• Task instructions:
1. In the composer profiles, which two films won Korngold an "Oscar" for their music?
2. Translate this sentence from the composer profiles into Spanish: "In Hollywood, Korngold became one of the most successful film composers of his time."

• Source extract:
---

Erich Wolfgang Korngold (29.5.1897, Brno – 29.11.1957, Hollywood), the son of music critic Julius Korngold, was considered a musical prodigy. Through the mediation of his father, he got in contact with Gustav Mahler, who then recommended him to Alexander von Zemlinsky as a composition teacher. The ballet “The Snowman”, which he wrote when he was eleven years old, was successfully performed at the Vienna Court Opera in Zemlinsky’s Instrumentation.

Korngold’s operas “The Ring of Polycrates” (1916), “Violanta” (1916), “The Dead City” (1920) and “The Miracle of the Heliane” were among the most performed contemporary operas of this time in Austria and Germany.

Below Mein Sehnen, mein Wähnen from “The Dead City”:

In addition, Korngold worked in the 1920s at the Hamburg Stadttheater as a conductor and in the early 1930s held a professorship at the Vienna Music Academy. In 1934 he accepted an invitation to Hollywood to arrange Mendelssohn’s incidental music for Shakespeare’s “A Midsummer Night’s Dream” for Max Reinhardt’s film.Due to the rise of the National Socialists his job opportunities in Germany became less and less and Korngold moved his field of activity more and more to the United States, before he finally settled there after the annexation of Austria to Nazi Germany in 1938.In Hollywood, Korngold became one of the most successful film composers of his time. For the music for the films “Anthony Adverse” (1936) and “The Adventures of Robin Hood” (1938), he was awarded an “Oscar”.After 1945, like many others who had succeeded to escape the Nazi regime, he was never invited to come back to Austria. All his attempts to return from emigration failed and he died in Hollywood in 1957.

The musical talent of Vally Weigl (11.9.1894, Vienna – 25.12.1982, New York) was discovered in her earliest youth and was actively encouraged, especially from her mother. Together with her sister Käthe Leichter – who together with her husband Otto Leichter was one of the founding members of the Revolutionary Socialists in Austria and was murdered by the National Socialists in 1942 – she received piano lessons. In addition, she took music-historical lessons with Guido Adler and composition lessons with Karl Weigl, whom she married in 1921. Forced to flee by the National Socialist seizure of power, she emigrated with her husband and son to the United States.

---

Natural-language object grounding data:
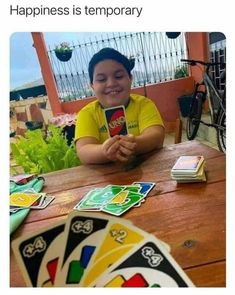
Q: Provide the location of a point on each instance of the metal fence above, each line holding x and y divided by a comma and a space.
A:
157, 59
218, 54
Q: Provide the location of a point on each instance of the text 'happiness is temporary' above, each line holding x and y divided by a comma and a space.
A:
35, 11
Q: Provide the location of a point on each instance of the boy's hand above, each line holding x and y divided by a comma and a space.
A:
110, 147
127, 147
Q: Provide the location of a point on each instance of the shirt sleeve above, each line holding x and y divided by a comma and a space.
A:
86, 125
149, 115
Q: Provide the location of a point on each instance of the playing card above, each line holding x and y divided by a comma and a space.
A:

---

• Outputs for the tasks:
1. "Anthony Adverse" (1936) and "The Adventures of Robin Hood" (1938).

2. En Hollywood, Korngold se convirtió en uno de los compositores de cine más exitosos de su época.